### What to work on
Copy out the entries from the line containing "locate pink rose" through the final line, changing no character.
───── Material provided
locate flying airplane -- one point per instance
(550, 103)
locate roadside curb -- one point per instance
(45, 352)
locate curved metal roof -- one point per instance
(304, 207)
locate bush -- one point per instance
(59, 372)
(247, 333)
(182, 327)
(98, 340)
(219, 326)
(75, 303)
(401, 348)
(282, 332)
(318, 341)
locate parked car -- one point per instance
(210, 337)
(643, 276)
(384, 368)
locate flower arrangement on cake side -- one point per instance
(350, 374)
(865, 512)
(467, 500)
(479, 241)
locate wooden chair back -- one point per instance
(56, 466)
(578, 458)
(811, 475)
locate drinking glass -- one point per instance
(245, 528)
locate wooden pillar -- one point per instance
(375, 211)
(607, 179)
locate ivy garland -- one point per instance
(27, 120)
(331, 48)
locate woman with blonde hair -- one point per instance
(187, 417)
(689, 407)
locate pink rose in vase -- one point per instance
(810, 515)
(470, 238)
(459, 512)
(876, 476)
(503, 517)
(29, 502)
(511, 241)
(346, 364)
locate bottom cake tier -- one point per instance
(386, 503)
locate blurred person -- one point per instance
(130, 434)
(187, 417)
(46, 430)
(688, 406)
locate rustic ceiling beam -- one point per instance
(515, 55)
──────────
### Expected output
locate pink rose in vase -- one point per instance
(810, 515)
(470, 238)
(459, 512)
(876, 476)
(503, 517)
(29, 502)
(511, 241)
(346, 364)
locate bottom cake tier -- one point per instance
(386, 503)
locate blurred person -- one point per instance
(130, 434)
(187, 417)
(46, 430)
(688, 406)
locate rustic ceiling beam -- one point per instance
(515, 55)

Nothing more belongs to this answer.